*** PAGE EXTRACT Section Begins ***

The split mesh parts are stored in the DPF collection called |MeshesContainer|, where they are ordered by labels. When you use the split_mesh operator, each split mesh part has two different labels:

• A “body” label

• A label with the property used to split the mesh

Here, we split the |MeshedRegion| by material.

MAPDL

# Split the mesh by material
meshes_11 = ops.mesh.split_mesh(mesh=meshed_region_1, property="mat").eval()

# Print the meshes
print(meshes_11)

DPF  Meshes Container
  with 12 mesh(es)
  defined on labels: body mat 

  with:
  - mesh 0 {mat:  2, body:  1, } with 5072 nodes and 3086 elements.
  - mesh 1 {mat:  3, body:  2, } with 135 nodes and 112 elements.

*** PAGE EXTRACT Section Ends ***

*JOB:*
Can you reproduce the mesh-splitting excerpt word for word, from "# Split the" to "with 12 mesh(es)"?

*** RECORD EXCERPTS Section Begins ***

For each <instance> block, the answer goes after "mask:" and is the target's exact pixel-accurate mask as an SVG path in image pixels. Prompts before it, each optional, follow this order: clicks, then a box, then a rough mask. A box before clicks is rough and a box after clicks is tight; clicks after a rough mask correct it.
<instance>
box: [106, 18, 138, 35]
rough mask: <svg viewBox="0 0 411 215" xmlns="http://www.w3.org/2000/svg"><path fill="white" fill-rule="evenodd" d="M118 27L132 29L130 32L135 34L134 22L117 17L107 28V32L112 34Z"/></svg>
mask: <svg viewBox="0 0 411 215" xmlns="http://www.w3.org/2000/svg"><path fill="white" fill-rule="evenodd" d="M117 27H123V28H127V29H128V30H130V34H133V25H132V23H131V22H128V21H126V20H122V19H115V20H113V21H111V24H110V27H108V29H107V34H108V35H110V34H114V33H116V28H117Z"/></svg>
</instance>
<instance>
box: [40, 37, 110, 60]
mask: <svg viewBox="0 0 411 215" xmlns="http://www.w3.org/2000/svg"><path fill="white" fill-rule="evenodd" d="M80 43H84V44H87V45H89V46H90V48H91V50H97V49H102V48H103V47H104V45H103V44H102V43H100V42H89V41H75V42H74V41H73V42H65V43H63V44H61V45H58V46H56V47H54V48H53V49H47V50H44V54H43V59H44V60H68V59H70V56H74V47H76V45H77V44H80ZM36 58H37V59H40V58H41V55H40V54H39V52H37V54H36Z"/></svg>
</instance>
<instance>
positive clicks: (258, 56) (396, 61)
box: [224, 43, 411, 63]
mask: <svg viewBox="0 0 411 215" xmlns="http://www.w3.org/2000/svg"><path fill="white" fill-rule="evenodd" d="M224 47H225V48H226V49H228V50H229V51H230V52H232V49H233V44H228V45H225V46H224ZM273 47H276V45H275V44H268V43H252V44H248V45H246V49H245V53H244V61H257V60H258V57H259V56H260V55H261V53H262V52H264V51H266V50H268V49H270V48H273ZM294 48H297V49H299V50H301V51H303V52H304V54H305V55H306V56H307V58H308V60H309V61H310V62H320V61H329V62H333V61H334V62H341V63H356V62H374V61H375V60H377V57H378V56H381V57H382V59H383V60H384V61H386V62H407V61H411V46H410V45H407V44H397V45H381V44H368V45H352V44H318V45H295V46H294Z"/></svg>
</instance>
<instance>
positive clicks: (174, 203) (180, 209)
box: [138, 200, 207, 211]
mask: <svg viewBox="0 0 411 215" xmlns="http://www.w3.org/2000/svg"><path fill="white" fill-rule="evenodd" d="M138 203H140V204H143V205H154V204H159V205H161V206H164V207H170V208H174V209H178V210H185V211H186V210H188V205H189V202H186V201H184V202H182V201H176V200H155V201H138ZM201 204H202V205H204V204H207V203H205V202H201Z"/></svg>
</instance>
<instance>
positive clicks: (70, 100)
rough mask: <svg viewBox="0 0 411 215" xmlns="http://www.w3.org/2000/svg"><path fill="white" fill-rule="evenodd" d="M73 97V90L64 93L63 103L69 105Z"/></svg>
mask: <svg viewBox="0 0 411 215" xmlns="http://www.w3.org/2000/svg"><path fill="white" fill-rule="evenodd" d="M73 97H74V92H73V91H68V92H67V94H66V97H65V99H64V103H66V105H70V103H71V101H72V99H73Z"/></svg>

*** RECORD EXCERPTS Section Ends ***

*OUTPUT OF THE EXERCISE:*
# Split the mesh by material
meshes_11 = ops.mesh.split_mesh(mesh=meshed_region_1, property="mat").eval()

# Print the meshes
print(meshes_11)

DPF  Meshes Container
  with 12 mesh(es)